§ **DOCUMENT EXTRACT**:
=-=-=

Holocausts week 3 response | History homework help

  All students are required to respond to other student posts each week The goal here is to ENGAGE in respectful dialogue – be supportive of each other, even as you are critical of each other’s ideas.  

Raniah:  

1.) I’m not sure if I would call this a revelation. However, this week I finally learned what the word Nazi means. Nazi was a term coined for the National Socialist German Workers Party. The interesting part about this is that the Germans were quite the opposite of socialists. The Germans were deviant, and obviously manipulative because they chose this name to lure people in. The Germans knew that this would better help them garner support. I can’t believe I was unaware of this fact till recently.

2.) The second revelation I had is that the Nazi’s separated both the men and women. I’m unsure as to why they did this. However, after reading Night this week. I learned that they did that as well. As if they couldn’t have separated all of them enough. This included children as well.

=-=-=

§ **SUPPLIED MATERIAL**:
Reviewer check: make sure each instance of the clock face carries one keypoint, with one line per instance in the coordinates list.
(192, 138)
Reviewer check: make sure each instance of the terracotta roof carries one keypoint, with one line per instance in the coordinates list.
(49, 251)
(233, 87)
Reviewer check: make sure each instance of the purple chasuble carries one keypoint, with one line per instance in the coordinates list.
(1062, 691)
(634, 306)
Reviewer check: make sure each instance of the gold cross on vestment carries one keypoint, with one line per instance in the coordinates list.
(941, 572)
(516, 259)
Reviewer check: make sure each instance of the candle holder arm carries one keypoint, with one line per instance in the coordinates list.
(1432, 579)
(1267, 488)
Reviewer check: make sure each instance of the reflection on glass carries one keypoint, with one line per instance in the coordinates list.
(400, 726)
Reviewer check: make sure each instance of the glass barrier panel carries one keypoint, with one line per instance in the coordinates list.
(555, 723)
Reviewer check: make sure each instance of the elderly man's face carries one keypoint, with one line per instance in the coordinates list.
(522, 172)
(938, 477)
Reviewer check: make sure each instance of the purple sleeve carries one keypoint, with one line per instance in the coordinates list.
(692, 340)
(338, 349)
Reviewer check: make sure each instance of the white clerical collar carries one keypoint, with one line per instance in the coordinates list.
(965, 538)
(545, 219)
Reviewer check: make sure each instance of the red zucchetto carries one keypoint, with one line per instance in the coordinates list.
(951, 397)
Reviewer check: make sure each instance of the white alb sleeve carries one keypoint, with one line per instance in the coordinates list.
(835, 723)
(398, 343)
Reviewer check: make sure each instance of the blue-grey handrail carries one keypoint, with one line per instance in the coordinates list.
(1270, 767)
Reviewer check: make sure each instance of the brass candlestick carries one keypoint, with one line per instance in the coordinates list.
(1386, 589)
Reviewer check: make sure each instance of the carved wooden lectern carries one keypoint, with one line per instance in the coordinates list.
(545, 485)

=-=-=

§ **WHAT YOU WILL DO**:
1 > Starting at the line containing "Reviewer check: make sure each instance of the carved" and running through the end of the listing, rewrite those lines with "wooden lectern" switched to "oak lectern" and everything else left as it is.
2 > Carry on the Holocaust discussion post from its final sentence.
The listing bears no relation to the Holocaust discussion post.

§ **EXPECTED RESULTS**:
1 >
Reviewer check: make sure each instance of the carved oak lectern carries one keypoint, with one line per instance in the coordinates list.
(545, 485)

2 >
3.) My last revelation The Nazi’s targeted those with disabilities. I know that they came for any person that wasn’t of the Aryan type. Nonetheless, I was disgusted to find out that they sought out the disabled as well. The German’s saw them as easy targets. This specific hatred led to them killing the mentally ill, because they were deemed as “useless lives.” Also, this tied into their goal of cleansing society of all they deemed unworthy of living.

My question for you all would be, what do you think would have satisfied the Nazi’s and Hitler? I personally feel that nothing would have made them rest. Evil never rests is what it seems.

Samantha:  

  • The first revelation I had this week is that the Jews were killed in gas chambers as well as being burnt alive. Something that sparked my interest was that the Jews were put through a shower at the beginning of their stay at any new concentration campsite. They were stripped of all their clothes and sent into the showers to bathe, where they were given new clothes after the shower. Which makes me think about how easily the officers were able to trick the Jewish people into believing they were just about to take a shower, when in reality they were killing them with gas.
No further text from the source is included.